## Objetivo
Sustituye "photo" por "image" en los datos que van desde la línea con "Task: Could you identify the ripple" hasta la línea con "<point>295,768</point>", ambas incluidas, y reproduce solo esas líneas con todo lo demás sin cambios.

Datos de etiquetado de ubicaciones
--

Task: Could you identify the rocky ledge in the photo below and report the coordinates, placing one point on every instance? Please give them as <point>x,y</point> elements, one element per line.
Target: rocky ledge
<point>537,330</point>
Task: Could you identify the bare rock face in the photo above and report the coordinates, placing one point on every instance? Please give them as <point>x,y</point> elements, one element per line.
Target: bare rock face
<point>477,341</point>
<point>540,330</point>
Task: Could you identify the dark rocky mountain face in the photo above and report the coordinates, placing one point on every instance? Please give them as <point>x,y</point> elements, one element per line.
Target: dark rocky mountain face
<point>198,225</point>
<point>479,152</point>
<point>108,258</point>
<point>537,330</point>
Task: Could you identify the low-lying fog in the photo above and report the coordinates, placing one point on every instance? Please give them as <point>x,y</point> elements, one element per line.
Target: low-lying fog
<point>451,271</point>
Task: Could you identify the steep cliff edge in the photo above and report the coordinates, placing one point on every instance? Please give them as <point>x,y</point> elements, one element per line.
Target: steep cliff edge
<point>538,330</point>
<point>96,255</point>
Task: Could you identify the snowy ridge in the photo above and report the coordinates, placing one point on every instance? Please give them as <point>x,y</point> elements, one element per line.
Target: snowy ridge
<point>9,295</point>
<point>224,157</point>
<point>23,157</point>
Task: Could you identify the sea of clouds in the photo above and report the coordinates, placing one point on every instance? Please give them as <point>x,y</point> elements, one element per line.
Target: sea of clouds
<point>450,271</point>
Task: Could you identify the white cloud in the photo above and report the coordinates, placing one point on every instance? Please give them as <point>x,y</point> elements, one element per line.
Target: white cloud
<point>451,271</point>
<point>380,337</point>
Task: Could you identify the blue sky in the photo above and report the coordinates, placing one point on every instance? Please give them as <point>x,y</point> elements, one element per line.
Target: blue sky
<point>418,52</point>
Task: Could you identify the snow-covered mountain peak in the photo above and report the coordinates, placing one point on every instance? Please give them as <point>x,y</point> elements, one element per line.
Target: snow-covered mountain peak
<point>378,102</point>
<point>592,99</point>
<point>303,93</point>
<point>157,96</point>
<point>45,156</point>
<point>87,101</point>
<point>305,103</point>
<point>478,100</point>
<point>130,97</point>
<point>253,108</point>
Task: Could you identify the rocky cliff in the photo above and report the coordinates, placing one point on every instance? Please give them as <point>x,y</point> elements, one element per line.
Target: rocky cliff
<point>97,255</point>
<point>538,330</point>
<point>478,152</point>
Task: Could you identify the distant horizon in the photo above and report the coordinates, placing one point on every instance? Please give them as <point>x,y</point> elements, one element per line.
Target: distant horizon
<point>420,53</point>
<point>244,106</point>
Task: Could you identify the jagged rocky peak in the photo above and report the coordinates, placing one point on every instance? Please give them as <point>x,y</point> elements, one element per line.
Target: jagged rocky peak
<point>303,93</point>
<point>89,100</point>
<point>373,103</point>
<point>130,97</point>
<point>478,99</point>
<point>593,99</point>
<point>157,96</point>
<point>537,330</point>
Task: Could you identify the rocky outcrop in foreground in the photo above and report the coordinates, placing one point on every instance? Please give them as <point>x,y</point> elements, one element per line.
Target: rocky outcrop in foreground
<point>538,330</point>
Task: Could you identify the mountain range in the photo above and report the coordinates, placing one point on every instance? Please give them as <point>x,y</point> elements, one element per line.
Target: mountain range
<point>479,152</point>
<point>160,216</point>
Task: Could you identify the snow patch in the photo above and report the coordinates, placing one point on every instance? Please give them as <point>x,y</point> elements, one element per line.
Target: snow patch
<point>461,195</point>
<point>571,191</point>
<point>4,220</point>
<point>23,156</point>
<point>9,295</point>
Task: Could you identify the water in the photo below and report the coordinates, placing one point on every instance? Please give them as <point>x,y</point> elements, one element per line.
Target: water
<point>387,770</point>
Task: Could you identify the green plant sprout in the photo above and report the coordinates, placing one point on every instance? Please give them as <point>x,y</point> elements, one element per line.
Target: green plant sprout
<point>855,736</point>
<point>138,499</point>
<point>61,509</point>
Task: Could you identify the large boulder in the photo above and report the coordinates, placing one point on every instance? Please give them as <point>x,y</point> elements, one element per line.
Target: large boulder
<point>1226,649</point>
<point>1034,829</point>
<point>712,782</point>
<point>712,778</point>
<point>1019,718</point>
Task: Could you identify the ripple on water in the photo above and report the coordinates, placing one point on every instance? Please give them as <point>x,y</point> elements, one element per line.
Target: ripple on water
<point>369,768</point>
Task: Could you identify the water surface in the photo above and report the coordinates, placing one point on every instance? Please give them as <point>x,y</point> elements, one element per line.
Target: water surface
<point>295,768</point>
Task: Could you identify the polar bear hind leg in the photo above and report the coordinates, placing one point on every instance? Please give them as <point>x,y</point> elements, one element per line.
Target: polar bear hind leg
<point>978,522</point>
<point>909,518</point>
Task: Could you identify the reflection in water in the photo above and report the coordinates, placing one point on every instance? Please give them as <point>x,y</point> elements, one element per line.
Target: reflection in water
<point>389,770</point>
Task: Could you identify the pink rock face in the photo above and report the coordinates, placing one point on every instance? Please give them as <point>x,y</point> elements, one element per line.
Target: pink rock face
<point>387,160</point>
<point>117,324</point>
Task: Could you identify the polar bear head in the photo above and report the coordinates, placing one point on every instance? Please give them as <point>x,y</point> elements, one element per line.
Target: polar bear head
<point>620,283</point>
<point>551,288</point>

--

## Respuesta escrita
Task: Could you identify the ripple on water in the image above and report the coordinates, placing one point on every instance? Please give them as <point>x,y</point> elements, one element per line.
Target: ripple on water
<point>369,768</point>
Task: Could you identify the water surface in the image above and report the coordinates, placing one point on every instance? Please give them as <point>x,y</point> elements, one element per line.
Target: water surface
<point>295,768</point>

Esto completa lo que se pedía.